%%

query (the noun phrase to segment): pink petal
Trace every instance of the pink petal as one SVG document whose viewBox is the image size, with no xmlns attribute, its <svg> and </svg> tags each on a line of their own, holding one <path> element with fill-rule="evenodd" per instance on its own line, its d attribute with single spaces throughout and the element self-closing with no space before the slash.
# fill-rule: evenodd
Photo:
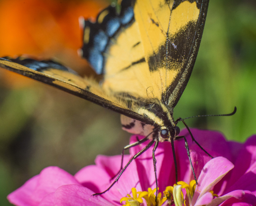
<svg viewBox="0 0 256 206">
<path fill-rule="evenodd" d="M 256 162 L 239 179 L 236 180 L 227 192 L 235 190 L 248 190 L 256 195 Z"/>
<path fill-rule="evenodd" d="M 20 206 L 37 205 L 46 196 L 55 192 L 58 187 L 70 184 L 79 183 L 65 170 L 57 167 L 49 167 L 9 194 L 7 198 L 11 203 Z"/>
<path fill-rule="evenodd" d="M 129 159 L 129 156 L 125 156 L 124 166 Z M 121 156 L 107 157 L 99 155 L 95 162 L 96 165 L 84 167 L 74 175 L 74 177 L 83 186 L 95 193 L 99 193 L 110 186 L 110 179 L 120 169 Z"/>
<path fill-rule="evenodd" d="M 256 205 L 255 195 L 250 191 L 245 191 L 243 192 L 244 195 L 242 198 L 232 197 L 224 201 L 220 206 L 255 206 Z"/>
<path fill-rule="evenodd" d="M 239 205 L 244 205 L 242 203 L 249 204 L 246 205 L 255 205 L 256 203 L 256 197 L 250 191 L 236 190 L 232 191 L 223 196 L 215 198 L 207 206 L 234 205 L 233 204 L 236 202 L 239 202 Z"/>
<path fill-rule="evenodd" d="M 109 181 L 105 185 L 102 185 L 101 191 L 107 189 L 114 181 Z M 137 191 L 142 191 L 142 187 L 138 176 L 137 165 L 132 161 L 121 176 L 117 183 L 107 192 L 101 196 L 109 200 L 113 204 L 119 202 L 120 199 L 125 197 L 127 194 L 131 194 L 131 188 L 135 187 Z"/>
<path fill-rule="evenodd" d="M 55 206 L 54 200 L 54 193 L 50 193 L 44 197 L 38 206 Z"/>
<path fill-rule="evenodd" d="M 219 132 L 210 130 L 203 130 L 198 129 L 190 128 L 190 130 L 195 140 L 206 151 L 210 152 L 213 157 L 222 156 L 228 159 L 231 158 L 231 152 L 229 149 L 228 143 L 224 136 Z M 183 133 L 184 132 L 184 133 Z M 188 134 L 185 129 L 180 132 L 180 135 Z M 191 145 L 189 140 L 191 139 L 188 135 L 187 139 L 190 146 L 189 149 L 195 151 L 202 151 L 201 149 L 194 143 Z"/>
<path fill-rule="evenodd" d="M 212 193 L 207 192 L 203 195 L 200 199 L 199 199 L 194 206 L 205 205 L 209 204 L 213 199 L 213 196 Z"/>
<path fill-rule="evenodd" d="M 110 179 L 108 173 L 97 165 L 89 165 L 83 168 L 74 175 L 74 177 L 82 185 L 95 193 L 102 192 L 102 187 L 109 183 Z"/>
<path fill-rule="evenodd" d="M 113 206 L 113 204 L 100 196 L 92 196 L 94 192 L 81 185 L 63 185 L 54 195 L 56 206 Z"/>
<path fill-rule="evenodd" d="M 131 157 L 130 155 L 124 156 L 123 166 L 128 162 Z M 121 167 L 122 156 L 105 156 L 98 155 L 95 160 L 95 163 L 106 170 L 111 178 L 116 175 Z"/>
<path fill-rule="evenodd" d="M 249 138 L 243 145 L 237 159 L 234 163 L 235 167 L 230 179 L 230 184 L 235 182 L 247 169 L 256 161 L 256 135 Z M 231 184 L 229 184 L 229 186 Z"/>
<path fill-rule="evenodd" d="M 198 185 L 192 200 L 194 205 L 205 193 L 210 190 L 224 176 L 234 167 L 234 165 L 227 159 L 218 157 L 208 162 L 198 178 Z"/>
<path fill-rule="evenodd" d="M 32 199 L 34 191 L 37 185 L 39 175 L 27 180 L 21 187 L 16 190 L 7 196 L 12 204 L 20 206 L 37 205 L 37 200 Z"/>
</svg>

%%

### [Objective]
How many of the lines above contain the string "pink"? Reply with the number only.

### [Exercise result]
2